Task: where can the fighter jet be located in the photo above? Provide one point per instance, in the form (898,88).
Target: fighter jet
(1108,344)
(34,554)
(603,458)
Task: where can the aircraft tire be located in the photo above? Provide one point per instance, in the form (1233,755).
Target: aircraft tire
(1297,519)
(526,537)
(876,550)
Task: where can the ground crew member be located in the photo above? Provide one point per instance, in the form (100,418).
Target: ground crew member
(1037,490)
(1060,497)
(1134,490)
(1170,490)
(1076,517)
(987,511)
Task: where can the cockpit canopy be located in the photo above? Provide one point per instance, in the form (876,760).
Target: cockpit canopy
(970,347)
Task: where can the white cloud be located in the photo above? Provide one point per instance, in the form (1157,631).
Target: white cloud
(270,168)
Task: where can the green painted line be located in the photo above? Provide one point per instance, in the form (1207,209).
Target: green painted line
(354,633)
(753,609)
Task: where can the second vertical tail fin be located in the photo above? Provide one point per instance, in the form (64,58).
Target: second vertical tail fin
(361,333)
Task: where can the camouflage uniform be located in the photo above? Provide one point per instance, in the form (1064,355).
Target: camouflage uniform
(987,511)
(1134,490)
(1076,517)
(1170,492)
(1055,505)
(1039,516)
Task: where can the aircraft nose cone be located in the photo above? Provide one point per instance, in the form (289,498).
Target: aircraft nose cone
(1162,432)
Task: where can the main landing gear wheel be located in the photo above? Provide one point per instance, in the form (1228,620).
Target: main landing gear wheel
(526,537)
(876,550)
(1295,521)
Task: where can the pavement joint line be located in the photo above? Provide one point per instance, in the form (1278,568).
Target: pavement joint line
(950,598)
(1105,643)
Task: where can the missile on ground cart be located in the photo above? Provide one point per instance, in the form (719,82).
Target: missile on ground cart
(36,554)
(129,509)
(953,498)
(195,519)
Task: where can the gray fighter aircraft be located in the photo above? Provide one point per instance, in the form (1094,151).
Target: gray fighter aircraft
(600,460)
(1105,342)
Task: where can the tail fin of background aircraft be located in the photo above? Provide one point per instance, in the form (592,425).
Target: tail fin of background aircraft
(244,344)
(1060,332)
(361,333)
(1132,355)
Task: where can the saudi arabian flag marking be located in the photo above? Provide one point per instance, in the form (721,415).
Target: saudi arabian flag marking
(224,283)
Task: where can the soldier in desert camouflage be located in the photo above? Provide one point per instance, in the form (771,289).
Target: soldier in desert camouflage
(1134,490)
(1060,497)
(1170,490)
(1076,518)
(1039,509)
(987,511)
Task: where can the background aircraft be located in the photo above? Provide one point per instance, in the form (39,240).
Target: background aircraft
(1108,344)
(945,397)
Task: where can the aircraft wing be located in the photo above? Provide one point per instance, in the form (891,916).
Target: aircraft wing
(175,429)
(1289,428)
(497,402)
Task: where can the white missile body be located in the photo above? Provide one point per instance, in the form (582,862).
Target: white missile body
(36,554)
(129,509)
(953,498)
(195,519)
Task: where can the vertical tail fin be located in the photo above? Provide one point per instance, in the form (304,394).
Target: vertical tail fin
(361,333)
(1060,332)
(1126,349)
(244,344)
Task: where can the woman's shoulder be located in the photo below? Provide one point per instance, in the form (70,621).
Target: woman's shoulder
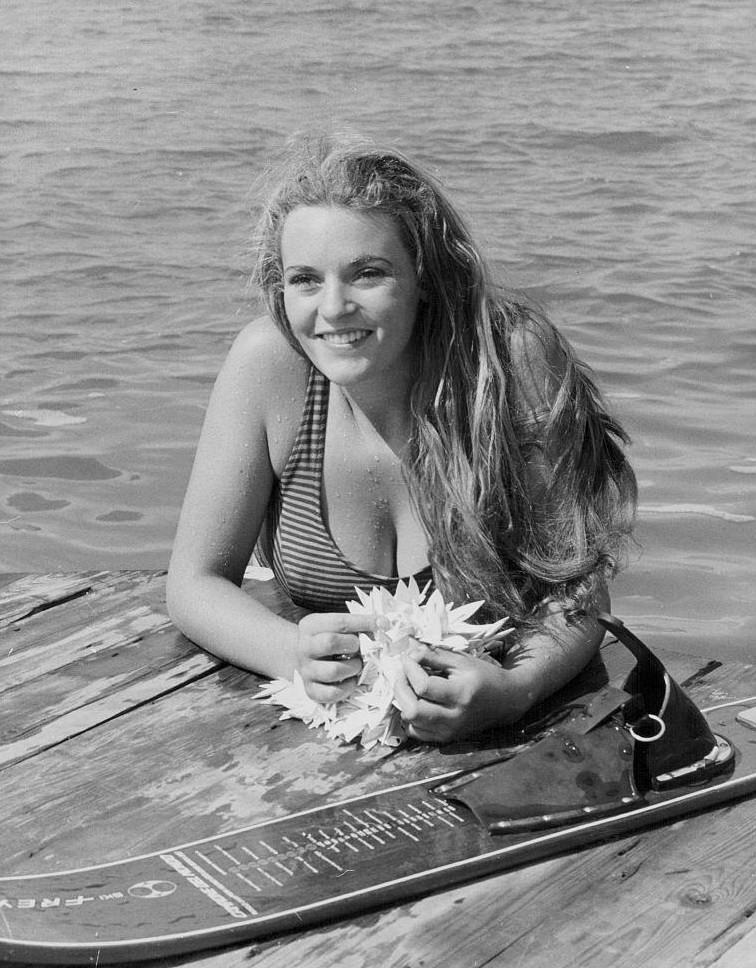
(267,364)
(264,383)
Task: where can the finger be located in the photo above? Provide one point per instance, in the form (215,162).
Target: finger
(327,645)
(442,661)
(333,672)
(432,688)
(338,622)
(323,693)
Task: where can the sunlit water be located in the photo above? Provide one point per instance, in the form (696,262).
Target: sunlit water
(604,154)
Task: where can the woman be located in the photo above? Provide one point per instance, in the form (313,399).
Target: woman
(394,416)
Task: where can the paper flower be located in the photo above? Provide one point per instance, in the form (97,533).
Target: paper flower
(369,712)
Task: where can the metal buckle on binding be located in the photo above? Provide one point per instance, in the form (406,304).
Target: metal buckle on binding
(649,717)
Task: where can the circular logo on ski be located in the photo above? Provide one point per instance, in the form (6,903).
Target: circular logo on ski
(148,890)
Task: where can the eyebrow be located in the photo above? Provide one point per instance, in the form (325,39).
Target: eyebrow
(355,263)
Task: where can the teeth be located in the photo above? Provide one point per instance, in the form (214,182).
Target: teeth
(342,339)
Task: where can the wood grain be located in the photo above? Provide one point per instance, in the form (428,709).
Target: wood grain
(119,736)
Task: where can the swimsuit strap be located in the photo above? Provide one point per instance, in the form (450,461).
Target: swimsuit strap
(305,559)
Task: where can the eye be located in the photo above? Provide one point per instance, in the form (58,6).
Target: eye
(301,280)
(371,273)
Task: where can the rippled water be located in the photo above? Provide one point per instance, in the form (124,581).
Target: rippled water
(604,154)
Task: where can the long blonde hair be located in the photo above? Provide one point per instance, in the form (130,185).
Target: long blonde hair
(491,535)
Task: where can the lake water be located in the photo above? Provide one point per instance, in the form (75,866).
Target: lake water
(603,152)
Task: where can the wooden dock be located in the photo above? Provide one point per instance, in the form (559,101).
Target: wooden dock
(118,737)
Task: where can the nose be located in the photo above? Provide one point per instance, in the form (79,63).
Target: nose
(335,300)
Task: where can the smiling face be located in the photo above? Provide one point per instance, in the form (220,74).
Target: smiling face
(350,293)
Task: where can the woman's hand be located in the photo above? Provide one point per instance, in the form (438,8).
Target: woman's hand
(327,653)
(447,695)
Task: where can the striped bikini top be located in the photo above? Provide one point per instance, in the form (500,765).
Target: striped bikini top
(298,545)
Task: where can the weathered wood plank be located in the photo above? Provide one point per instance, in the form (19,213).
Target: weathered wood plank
(134,763)
(32,593)
(83,661)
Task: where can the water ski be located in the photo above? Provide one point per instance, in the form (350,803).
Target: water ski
(632,753)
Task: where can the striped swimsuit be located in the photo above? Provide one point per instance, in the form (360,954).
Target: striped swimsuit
(302,553)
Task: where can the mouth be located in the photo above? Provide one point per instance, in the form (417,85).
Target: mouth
(347,337)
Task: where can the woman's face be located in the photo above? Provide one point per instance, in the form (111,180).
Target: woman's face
(350,293)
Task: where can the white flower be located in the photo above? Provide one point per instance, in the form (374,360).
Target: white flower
(369,712)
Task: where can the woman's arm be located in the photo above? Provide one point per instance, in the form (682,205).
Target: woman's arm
(449,695)
(249,429)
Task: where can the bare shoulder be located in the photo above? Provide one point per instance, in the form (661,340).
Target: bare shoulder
(263,384)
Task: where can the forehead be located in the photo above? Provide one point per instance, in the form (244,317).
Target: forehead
(315,233)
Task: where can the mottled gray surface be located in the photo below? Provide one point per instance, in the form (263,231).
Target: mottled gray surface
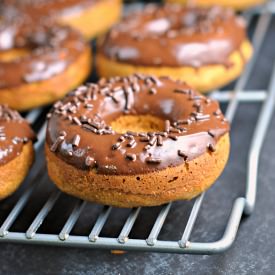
(252,253)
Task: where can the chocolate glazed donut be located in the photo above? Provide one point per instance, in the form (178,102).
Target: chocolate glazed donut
(93,152)
(39,63)
(206,47)
(16,150)
(235,4)
(90,17)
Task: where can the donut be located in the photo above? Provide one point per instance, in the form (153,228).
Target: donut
(90,17)
(39,63)
(235,4)
(136,141)
(16,150)
(206,47)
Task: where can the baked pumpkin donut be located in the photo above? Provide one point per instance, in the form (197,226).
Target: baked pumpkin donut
(235,4)
(206,47)
(39,63)
(16,150)
(136,141)
(90,17)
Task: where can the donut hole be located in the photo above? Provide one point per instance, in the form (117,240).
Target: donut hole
(137,123)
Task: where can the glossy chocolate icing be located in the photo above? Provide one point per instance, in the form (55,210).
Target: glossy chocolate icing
(14,133)
(79,129)
(50,48)
(173,35)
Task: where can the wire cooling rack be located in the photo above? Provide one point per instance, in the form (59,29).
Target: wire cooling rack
(43,204)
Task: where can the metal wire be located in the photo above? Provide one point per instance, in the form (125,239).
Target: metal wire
(241,205)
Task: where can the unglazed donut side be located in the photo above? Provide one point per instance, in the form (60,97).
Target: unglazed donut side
(14,172)
(31,95)
(182,182)
(103,15)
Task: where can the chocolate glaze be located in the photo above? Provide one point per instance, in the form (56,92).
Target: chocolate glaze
(51,48)
(172,35)
(14,133)
(79,129)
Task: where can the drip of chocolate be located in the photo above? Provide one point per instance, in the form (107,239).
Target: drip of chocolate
(91,142)
(14,133)
(173,35)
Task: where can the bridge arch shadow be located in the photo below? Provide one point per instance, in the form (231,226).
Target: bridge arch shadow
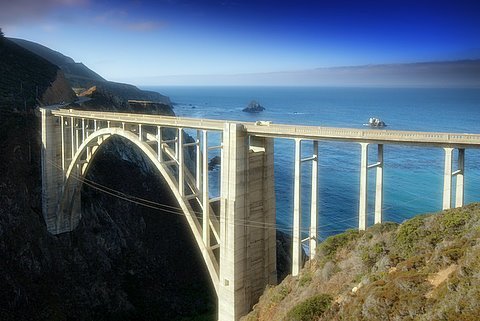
(164,274)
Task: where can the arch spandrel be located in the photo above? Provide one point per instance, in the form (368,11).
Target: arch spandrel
(69,212)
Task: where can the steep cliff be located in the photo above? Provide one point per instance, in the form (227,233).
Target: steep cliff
(427,268)
(82,78)
(27,79)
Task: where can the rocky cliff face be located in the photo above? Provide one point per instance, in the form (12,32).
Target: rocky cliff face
(123,262)
(424,269)
(59,91)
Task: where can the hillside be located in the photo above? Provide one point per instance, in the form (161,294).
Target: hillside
(427,268)
(82,78)
(25,78)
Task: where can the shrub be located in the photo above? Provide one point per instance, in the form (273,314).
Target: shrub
(310,309)
(329,247)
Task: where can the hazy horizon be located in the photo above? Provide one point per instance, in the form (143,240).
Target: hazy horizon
(183,41)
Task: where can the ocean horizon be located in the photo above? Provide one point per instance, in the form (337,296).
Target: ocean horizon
(413,176)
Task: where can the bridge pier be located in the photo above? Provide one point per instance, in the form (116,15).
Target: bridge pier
(247,220)
(448,175)
(363,199)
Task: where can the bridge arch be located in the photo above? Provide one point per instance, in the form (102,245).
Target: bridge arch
(237,243)
(69,212)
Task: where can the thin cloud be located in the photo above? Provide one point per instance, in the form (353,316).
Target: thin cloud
(13,12)
(145,26)
(118,18)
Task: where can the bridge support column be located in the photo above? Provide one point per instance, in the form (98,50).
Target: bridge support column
(447,179)
(245,266)
(363,203)
(379,186)
(52,174)
(297,210)
(459,191)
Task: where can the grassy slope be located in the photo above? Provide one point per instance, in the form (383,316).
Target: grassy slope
(21,73)
(427,268)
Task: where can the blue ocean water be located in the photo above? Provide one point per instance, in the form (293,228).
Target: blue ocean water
(413,176)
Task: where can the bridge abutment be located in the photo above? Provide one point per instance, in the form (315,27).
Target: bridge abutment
(247,220)
(52,174)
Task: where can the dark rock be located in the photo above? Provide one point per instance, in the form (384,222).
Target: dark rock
(284,255)
(253,107)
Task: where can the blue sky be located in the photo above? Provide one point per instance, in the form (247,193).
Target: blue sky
(131,40)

□ □ □ □ □ □ □

→ Activity
Give only the number of lines in the listing above that include the string "below".

→ Result for this task
3